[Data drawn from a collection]
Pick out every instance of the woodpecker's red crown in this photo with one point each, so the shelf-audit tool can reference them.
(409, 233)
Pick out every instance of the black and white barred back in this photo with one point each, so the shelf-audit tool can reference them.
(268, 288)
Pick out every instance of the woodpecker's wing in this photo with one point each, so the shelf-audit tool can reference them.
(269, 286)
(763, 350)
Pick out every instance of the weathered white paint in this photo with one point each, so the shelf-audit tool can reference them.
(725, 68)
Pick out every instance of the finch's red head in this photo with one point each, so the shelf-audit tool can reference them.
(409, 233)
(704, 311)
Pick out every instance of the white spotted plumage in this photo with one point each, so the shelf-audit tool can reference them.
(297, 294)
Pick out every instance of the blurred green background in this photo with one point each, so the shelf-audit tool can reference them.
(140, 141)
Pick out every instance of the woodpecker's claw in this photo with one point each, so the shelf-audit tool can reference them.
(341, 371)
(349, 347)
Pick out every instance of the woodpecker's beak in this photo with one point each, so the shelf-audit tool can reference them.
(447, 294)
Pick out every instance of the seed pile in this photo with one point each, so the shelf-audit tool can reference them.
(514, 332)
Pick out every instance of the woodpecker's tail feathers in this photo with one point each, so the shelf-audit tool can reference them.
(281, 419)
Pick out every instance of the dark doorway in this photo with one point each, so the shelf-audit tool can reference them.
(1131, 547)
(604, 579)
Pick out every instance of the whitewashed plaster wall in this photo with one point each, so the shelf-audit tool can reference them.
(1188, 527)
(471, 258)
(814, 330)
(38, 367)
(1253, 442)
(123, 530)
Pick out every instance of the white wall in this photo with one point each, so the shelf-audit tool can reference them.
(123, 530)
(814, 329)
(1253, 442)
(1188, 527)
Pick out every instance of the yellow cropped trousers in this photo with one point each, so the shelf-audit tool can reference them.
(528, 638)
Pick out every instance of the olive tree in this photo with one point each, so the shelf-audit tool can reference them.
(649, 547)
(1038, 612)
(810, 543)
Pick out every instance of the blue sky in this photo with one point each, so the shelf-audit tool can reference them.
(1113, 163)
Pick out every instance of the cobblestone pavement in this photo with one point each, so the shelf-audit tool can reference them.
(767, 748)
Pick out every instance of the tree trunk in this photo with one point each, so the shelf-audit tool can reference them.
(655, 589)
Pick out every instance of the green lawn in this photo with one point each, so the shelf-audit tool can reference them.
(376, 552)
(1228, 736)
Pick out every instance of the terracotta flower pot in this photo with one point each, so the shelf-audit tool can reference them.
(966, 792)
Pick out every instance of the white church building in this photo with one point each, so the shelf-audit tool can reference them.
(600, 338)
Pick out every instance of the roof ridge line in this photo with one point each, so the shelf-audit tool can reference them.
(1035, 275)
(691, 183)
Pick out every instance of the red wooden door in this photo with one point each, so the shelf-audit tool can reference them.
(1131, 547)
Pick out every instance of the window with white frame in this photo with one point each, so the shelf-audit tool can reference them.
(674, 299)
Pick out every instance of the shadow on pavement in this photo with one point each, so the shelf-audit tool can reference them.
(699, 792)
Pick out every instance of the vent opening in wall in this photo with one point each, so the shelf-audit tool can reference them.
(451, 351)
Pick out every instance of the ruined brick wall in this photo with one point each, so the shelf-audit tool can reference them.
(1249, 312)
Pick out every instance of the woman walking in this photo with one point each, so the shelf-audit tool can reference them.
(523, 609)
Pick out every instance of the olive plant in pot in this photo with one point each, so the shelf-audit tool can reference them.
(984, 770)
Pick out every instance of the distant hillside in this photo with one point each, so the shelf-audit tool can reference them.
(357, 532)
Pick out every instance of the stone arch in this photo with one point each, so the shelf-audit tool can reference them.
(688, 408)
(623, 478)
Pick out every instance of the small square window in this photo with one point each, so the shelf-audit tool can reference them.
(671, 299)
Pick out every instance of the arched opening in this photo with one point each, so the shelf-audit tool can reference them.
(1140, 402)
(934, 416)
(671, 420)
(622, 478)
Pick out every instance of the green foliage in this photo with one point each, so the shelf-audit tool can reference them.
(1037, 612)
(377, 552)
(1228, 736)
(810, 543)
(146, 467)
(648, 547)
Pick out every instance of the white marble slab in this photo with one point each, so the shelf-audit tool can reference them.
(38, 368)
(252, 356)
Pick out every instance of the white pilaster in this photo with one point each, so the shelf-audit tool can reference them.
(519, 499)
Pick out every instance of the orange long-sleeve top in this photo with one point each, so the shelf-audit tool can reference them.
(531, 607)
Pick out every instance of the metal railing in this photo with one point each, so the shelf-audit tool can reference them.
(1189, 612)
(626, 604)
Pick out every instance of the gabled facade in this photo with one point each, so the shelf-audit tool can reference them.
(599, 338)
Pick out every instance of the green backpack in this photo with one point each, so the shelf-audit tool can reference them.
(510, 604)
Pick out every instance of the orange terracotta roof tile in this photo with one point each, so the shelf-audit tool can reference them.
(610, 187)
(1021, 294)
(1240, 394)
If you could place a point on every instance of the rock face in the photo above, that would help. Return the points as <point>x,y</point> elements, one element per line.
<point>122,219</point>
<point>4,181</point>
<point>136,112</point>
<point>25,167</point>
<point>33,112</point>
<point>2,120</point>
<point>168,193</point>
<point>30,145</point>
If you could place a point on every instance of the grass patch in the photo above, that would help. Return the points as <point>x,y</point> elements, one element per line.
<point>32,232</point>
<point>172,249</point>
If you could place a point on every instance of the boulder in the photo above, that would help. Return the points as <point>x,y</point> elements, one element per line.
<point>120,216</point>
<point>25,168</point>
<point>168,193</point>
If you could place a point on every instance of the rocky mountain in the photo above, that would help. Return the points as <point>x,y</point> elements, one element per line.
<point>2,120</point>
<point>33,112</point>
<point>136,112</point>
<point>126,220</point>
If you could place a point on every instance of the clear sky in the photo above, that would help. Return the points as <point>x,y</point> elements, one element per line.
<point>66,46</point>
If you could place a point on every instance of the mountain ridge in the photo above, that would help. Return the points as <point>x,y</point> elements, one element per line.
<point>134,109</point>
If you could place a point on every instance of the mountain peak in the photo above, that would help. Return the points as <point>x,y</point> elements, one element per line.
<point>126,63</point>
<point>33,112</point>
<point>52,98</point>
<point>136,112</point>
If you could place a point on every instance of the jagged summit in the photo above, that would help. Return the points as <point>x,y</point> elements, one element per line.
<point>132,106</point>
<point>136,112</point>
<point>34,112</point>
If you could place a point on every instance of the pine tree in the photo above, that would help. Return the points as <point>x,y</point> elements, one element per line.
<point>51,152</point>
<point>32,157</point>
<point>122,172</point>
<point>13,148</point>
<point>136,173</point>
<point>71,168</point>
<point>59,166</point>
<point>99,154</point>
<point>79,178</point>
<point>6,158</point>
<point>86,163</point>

» WHAT YOU HAVE TO DO
Format all of the lines above as a two-column CSV with the headers text and answer. Each row should pair one line of text with every answer line that follows it, with each value in a single quoted field and line breaks replaced by spaces.

» FINAL ANSWER
text,answer
"Pick out every instance of the woodpecker's red crown in this photo with one point each, so the shelf-audit tool can reference them.","(409, 233)"
"Pick out every instance of the black and white barred back in this photo with one point each, so the shelf-audit tool can reference them.","(268, 288)"
"Pick out every instance of the woodpecker's wing in this photo with one point each, so the shelf-audit tool can reference them.","(269, 286) (763, 350)"
"Pick out every instance of the weathered white paint in this photo with one point each, so the shelf-audit tool can reference them.","(725, 68)"
"Pick out every instance of the finch's red head in this photo with one point each, so the shelf-audit tool can reference them.","(409, 233) (704, 311)"
"Pick out every instance of the white spotted plumage in this photo with one point each, so the shelf-audit tool can reference them.","(297, 294)"
"Pick out every instance of the blurred green background in this photo with one point each, so the shelf-audit tool can reference them.","(140, 141)"
"Pick out every instance of the woodpecker's claw in this photo with one point each, so the shelf-audit tool can reference them.","(341, 371) (349, 347)"
"Pick out every instance of the woodpecker's beak in this photo with one point each, so the shelf-audit tool can reference them.","(447, 294)"
"Pick out every instance of the seed pile in this photo with one point each, so the shelf-audit tool can reference them.","(514, 332)"
"Pick out every instance of the woodpecker's tail feathers in this photo with one point each, so the shelf-audit tool can reference them.","(281, 419)"
"Pick out every instance of the dark doorway in this photo with one point each, so the shelf-audit tool can reference them.","(1131, 547) (604, 579)"
"Pick out every instance of the whitewashed plaster wall in this photo with one point each, so the shelf-audit tool can reference them.","(1188, 527) (471, 258) (814, 330) (38, 367) (1253, 442) (123, 530)"
"Pick out every instance of the white wall in this photo with one point each, so the shelf-audit tool can reference them.","(123, 530) (814, 329) (1253, 442) (1188, 527)"
"Pick out every instance of the yellow cropped trousers in this photo with one point each, so the shelf-audit tool can reference them.","(528, 638)"
"Pick out every instance of the olive tree in this photo with one point each, so the shelf-audit tool can reference them.","(649, 547) (1038, 612) (810, 543)"
"Pick out every instance of the blue sky in this photo with one point each, so the shelf-audit tool can reference them.","(1113, 163)"
"Pick out every instance of the cobblestone pavement in this photo with one point each, so the shelf-audit tool can reference them.","(767, 748)"
"Pick out every instance of the tree trunk in this photo with one point each, so the shelf-audit tool can reference them.","(655, 589)"
"Pick out every instance of the green lawn in this photo with one point each, so the shelf-audit tool can reference them.","(376, 552) (1228, 736)"
"Pick out every instance of the terracotta flower pot in this photo with one point each, so the shelf-audit tool can reference them.","(966, 792)"
"Pick out every instance of the white church building in this photo with one point each, so the shelf-audit tool can reference them.","(600, 338)"
"Pick out every instance of the roof ridge line in this photo with one point each, so the shelf-audit tool can reference them.","(1035, 275) (691, 183)"
"Pick out every instance of the red wooden door in this photo with one point each, so the shelf-audit tool can reference them.","(1131, 547)"
"Pick out every instance of the window with white frame in this photo with one point each, so the shelf-audit tool can reference them.","(674, 299)"
"Pick out every instance of the shadow on pavement in this photo with one point each, so the shelf-audit tool can reference them.","(699, 792)"
"Pick out every instance of the vent opening in wall in this photo with one point each, so the shelf-audit tool can reference them.","(451, 351)"
"Pick out every instance of the ruined brick wall in this photo with one point each, so the shelf-audit tool can reference them.","(1249, 312)"
"Pick out every instance of the woman walking in this photo with one point each, so the shelf-audit tool can reference them.","(523, 609)"
"Pick out every instance of the olive plant in pot in this photo with one point each, so the shelf-audit tool can reference them.","(984, 770)"
"Pick out every instance of the distant hillside in this photo with one point each, so the shelf-audit tool can reference them.","(357, 532)"
"Pick out every instance of the stone arch in this photo with one point each, so the shelf-audit tool can reference them.","(688, 408) (623, 478)"
"Pick out every instance of the small square window in this photo with one point each, so the shelf-audit tool can reference them.","(671, 299)"
"Pick out every instance of the arched opening in this photo with one point each, so the shelf-audit tool can reference them.","(1140, 402) (934, 416) (671, 420) (622, 478)"
"Pick out every instance of the green foliage in this photo with one point each, so the shelf-audit tool can reference them.","(1037, 612) (377, 552) (1228, 736) (810, 543) (146, 467) (648, 547)"
"Pick out every instance of the white marble slab in this photo with one point each, so the shelf-audit tool can reference them.","(38, 368) (252, 356)"
"Pick out every instance of the white pilaster in this photo with one point each, so the shelf-audit tool can reference them.","(519, 499)"
"Pick out every instance of the orange long-sleeve top in this photo with one point each, so the shelf-audit tool can reference them.","(531, 607)"
"Pick out every instance of the metal railing in this photo with one point each, so the shelf-audit tool can reference them.","(1189, 612) (626, 604)"
"Pick out every instance of the gabled facade in this photo with one point each, so the shelf-audit tool can reference them.","(599, 338)"
"Pick out every instance of the green backpack in this photo with one point each, so the shelf-audit tool can reference them.","(510, 604)"
"Pick out every instance of the orange terracotta roof tile in this photo with one point each, so the shelf-audit tool can reference them.","(610, 187) (1021, 294) (1240, 394)"
"If you could place a point on every instance of the rock face in the photo above, that would help. Return the points as <point>x,y</point> elements, one element per line.","<point>122,219</point> <point>4,181</point> <point>136,112</point> <point>25,167</point> <point>33,112</point> <point>2,120</point> <point>168,193</point> <point>30,145</point>"
"If you could place a point on every instance of the grass patch in the photo above, that would help. Return the points as <point>x,y</point> elements, one element per line.","<point>32,232</point> <point>172,249</point>"
"If you could place a point on every instance of the boulder in the photo above, that would help. Return the points as <point>x,y</point> elements, one element per line.","<point>120,216</point> <point>25,168</point> <point>168,193</point>"
"If you could place a point on every instance of the rocky mountain in the photo above, that would help. Return the points as <point>x,y</point> elements, one element per line.","<point>2,120</point> <point>33,112</point> <point>136,112</point> <point>126,220</point>"
"If you could place a point on every instance of the clear sky in the photo above, that would help. Return the points as <point>x,y</point> elements, one element per line.","<point>66,46</point>"
"If you could place a point on every instance of the mountain ridge in the photo above, that would help. Return the points as <point>x,y</point> elements, one element per line.","<point>134,109</point>"
"If you could place a point on every instance of the mountain peak in the photo above, that would help. Return the points as <point>x,y</point> elements, one element per line.","<point>126,63</point> <point>33,112</point> <point>52,98</point> <point>136,112</point>"
"If you could place a point on every instance of the jagged summit in the photo above, that would help. Return the points as <point>x,y</point> elements, one element per line.","<point>132,106</point> <point>136,112</point> <point>34,112</point>"
"If you could place a point on every instance of the pine tree in the photo above, that would help. Return the points as <point>x,y</point> elements, one element per line.","<point>51,152</point> <point>32,157</point> <point>122,172</point> <point>13,148</point> <point>136,173</point> <point>71,168</point> <point>59,166</point> <point>99,154</point> <point>79,178</point> <point>6,158</point> <point>86,163</point>"